-- Begin --

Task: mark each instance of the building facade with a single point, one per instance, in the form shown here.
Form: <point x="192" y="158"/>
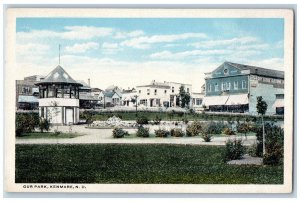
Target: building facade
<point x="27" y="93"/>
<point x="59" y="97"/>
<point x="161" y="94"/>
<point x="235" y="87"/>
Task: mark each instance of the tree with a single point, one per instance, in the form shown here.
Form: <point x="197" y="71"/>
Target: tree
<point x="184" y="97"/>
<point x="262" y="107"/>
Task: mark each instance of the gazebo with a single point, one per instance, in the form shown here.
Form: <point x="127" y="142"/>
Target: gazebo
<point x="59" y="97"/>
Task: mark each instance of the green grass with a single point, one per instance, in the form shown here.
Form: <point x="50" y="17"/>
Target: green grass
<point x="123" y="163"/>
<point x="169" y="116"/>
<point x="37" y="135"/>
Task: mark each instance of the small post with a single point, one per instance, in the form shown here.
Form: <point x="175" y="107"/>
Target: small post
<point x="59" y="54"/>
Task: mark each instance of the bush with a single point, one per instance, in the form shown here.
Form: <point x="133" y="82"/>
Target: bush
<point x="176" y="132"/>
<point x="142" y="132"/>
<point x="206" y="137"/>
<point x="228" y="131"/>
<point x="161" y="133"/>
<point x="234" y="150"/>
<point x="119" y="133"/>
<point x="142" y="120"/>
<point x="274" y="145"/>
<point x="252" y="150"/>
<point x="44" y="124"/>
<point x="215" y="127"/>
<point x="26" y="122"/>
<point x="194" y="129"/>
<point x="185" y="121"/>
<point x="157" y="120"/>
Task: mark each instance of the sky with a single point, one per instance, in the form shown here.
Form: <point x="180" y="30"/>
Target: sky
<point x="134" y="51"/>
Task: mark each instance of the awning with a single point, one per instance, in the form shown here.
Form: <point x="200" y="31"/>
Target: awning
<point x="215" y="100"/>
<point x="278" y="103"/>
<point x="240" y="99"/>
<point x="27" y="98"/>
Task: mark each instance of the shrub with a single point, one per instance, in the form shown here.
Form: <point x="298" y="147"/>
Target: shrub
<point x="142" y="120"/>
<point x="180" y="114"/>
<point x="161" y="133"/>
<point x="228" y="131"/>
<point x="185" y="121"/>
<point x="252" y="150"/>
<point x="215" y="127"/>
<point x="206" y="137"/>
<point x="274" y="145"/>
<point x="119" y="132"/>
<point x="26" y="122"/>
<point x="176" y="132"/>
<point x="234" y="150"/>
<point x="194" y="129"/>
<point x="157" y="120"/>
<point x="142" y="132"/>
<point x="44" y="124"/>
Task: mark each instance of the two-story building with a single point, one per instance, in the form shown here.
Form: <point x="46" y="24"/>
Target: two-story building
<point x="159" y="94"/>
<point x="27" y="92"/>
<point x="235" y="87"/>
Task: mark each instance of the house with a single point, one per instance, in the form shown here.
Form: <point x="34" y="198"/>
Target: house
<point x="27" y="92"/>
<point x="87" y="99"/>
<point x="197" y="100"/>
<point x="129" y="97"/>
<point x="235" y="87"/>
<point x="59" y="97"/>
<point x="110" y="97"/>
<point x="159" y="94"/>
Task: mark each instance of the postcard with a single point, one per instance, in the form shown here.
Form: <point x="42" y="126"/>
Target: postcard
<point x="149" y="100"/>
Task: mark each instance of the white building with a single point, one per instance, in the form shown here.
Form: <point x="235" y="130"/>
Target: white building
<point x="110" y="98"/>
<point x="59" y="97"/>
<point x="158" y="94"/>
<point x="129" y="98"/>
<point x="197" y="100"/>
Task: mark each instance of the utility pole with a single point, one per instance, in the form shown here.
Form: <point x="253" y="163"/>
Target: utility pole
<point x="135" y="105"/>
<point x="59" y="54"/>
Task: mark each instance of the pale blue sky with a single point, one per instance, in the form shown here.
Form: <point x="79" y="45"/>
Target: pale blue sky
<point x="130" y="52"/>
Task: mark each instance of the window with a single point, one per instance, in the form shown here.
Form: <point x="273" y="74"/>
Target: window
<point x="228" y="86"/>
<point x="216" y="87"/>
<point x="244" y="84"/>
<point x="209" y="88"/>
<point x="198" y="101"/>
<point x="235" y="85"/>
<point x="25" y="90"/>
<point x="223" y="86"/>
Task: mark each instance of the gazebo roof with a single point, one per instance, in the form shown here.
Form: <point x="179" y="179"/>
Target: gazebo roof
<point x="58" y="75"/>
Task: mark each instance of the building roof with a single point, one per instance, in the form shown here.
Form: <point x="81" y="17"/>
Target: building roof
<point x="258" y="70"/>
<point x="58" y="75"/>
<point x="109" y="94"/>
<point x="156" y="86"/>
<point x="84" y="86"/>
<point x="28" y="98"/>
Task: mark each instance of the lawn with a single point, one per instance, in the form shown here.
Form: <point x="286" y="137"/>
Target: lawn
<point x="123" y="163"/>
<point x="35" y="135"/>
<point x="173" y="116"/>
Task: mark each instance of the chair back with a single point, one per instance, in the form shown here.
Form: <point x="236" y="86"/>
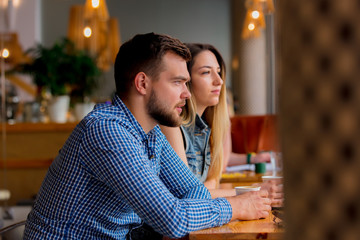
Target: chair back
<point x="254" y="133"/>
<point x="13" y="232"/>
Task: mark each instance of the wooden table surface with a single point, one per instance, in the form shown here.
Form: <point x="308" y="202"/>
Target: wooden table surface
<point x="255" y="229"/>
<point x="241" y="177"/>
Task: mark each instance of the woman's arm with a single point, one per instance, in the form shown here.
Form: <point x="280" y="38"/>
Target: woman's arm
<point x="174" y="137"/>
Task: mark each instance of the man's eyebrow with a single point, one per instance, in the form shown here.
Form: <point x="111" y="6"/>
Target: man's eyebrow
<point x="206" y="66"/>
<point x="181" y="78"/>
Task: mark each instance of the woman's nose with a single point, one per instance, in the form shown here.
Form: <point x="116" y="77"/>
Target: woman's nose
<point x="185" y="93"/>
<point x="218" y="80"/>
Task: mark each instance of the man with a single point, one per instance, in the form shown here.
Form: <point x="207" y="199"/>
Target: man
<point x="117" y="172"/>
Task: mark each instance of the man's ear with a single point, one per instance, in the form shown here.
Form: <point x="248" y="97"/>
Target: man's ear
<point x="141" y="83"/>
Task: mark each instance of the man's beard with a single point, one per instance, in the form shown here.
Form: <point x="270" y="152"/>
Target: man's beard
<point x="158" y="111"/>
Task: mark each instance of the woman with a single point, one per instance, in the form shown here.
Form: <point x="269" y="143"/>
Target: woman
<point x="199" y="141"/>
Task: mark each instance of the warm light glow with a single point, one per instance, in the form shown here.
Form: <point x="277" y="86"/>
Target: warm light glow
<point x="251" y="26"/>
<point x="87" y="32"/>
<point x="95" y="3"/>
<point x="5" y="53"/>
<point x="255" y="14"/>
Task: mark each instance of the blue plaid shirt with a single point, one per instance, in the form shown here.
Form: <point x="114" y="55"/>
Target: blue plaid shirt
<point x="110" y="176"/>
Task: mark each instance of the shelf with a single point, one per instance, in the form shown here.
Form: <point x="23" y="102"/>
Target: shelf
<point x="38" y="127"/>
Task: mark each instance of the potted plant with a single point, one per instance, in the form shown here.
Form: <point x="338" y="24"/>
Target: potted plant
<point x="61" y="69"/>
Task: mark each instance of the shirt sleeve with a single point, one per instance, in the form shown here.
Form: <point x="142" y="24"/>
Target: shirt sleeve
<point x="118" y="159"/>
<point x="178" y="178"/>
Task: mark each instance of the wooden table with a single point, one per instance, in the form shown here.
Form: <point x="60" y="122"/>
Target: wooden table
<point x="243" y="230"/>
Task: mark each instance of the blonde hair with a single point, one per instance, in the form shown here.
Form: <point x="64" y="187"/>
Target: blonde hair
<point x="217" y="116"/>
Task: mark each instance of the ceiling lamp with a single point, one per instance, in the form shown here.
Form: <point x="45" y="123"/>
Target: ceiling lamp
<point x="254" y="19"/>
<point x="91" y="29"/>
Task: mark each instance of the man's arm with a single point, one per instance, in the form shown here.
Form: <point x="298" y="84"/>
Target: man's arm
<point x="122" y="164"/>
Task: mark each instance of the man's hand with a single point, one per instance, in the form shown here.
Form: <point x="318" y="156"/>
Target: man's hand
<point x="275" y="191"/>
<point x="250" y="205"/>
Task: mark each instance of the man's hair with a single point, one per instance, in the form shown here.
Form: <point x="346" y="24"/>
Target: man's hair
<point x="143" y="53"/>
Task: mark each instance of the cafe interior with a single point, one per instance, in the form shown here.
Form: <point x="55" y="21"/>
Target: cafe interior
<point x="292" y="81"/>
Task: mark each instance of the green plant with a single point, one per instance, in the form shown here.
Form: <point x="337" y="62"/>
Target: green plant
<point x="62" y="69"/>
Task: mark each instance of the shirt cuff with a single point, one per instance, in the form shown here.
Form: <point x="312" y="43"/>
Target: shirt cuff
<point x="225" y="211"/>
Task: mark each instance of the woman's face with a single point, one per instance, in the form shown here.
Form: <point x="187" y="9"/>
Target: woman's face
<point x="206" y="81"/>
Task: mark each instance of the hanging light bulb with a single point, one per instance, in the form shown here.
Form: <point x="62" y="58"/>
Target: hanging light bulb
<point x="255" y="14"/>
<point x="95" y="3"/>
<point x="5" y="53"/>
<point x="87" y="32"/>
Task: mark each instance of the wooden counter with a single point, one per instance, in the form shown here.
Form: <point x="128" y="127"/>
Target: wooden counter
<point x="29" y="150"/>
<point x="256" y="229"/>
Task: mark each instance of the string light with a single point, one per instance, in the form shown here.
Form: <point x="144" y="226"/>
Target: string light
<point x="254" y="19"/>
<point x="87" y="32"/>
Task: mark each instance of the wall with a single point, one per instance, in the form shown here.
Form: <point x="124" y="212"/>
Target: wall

-- End --
-- Begin --

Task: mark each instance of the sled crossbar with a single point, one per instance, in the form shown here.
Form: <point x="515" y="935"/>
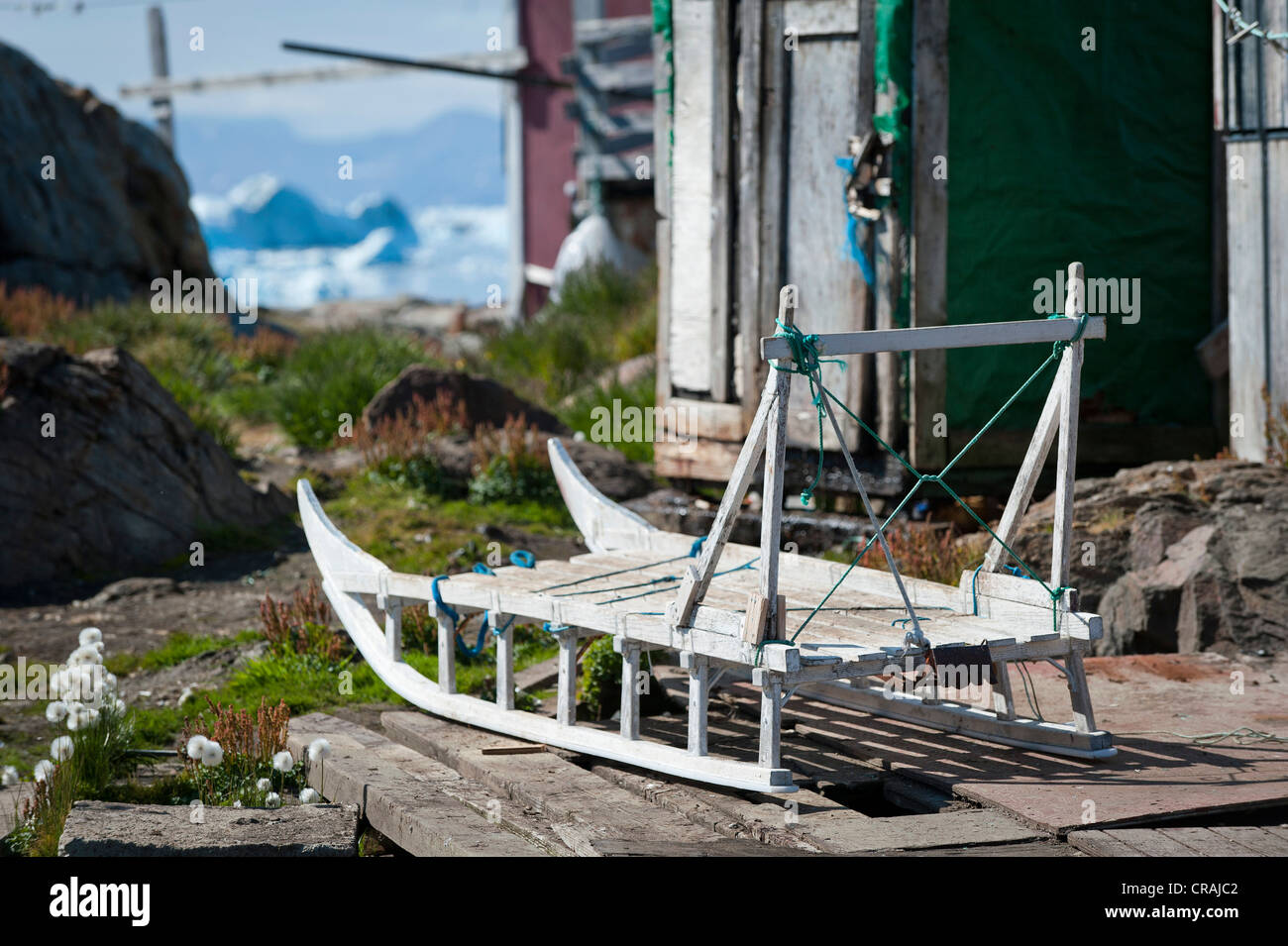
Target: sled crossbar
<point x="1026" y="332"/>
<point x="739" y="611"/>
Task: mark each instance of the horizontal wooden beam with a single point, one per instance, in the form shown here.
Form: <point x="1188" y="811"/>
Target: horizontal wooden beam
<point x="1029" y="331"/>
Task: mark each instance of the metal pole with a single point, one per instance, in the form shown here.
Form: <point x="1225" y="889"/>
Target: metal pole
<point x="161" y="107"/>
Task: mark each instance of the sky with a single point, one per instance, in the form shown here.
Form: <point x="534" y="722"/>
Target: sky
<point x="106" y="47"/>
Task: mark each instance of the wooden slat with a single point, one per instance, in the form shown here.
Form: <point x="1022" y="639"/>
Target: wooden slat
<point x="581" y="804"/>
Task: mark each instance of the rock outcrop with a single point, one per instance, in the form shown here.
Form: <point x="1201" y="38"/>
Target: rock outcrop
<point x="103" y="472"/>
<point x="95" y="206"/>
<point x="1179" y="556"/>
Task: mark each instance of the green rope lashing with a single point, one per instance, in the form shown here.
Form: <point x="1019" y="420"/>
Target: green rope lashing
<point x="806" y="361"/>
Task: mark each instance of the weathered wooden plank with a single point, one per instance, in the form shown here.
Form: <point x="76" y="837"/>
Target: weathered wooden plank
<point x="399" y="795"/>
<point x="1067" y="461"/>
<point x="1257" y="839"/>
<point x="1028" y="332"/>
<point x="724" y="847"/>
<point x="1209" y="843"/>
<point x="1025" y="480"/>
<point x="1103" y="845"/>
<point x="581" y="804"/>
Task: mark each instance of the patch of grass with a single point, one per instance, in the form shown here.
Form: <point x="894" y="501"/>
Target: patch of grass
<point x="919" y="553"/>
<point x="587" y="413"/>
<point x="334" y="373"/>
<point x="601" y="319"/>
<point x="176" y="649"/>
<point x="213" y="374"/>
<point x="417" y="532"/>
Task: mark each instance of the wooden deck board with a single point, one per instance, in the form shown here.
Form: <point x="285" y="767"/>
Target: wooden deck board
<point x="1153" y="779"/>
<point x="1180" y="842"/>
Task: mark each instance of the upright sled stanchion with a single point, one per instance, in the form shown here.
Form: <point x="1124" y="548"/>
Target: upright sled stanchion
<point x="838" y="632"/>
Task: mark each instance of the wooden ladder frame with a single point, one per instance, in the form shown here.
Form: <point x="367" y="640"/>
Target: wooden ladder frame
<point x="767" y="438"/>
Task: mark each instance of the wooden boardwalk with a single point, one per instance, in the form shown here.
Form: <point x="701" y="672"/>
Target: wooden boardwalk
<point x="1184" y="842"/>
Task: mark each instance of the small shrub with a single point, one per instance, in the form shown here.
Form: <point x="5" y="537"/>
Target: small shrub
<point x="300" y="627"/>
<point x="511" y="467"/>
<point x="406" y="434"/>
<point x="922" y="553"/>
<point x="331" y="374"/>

-- End --
-- Begin --

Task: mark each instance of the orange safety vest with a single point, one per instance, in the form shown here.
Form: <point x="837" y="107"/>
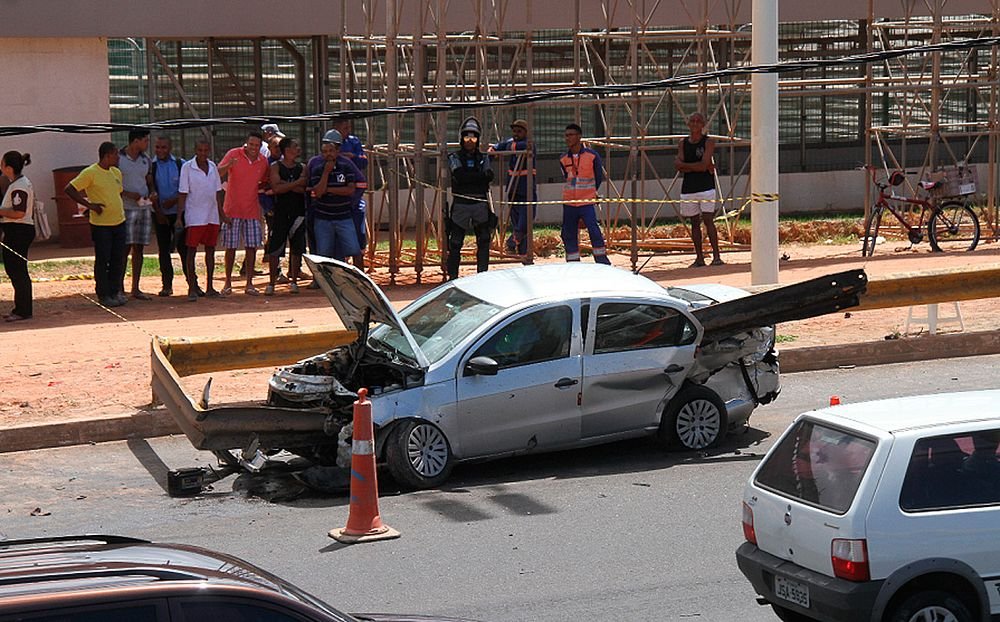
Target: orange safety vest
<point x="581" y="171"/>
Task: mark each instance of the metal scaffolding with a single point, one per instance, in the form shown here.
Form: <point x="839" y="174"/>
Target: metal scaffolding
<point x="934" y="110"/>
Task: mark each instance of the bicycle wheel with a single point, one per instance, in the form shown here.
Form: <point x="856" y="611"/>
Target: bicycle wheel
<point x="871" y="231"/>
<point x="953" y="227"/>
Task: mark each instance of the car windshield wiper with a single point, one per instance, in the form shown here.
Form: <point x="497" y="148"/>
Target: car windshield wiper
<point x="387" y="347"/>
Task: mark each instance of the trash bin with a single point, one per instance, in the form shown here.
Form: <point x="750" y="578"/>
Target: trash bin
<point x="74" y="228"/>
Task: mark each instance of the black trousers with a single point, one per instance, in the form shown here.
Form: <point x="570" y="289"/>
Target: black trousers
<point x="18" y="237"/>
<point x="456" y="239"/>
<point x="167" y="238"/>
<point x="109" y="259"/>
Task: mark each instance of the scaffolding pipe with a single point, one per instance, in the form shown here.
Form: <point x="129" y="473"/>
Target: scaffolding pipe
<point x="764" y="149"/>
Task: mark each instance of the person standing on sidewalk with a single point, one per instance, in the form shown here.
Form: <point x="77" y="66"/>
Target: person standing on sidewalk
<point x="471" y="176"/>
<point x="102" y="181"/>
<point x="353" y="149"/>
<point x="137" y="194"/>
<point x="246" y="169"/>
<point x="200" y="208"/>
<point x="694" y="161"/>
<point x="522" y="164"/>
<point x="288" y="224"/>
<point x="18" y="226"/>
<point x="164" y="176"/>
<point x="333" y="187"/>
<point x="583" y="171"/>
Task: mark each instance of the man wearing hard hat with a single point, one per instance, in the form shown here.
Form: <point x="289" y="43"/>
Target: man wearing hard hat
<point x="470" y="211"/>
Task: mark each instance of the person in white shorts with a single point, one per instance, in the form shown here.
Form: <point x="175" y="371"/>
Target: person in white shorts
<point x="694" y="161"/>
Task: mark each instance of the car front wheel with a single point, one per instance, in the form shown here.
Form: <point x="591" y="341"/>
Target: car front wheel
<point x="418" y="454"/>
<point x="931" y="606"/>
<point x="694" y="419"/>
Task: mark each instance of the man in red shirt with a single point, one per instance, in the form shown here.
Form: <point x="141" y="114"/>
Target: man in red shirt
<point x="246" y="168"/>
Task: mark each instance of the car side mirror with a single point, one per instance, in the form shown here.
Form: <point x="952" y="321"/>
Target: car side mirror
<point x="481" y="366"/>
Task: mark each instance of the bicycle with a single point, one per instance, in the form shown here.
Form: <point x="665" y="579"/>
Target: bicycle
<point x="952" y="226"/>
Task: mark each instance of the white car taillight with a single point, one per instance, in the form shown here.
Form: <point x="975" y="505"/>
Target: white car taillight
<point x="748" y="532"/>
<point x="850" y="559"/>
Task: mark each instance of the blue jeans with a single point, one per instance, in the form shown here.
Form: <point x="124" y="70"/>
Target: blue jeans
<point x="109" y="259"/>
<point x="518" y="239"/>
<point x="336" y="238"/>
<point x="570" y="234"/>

-- End --

## Set exercise
Return, unchanged, every line of the records above that contains the word "awning".

## Worked solution
Task: mark each instance of the awning with a single point, one per instance, in the form shown here.
Target: awning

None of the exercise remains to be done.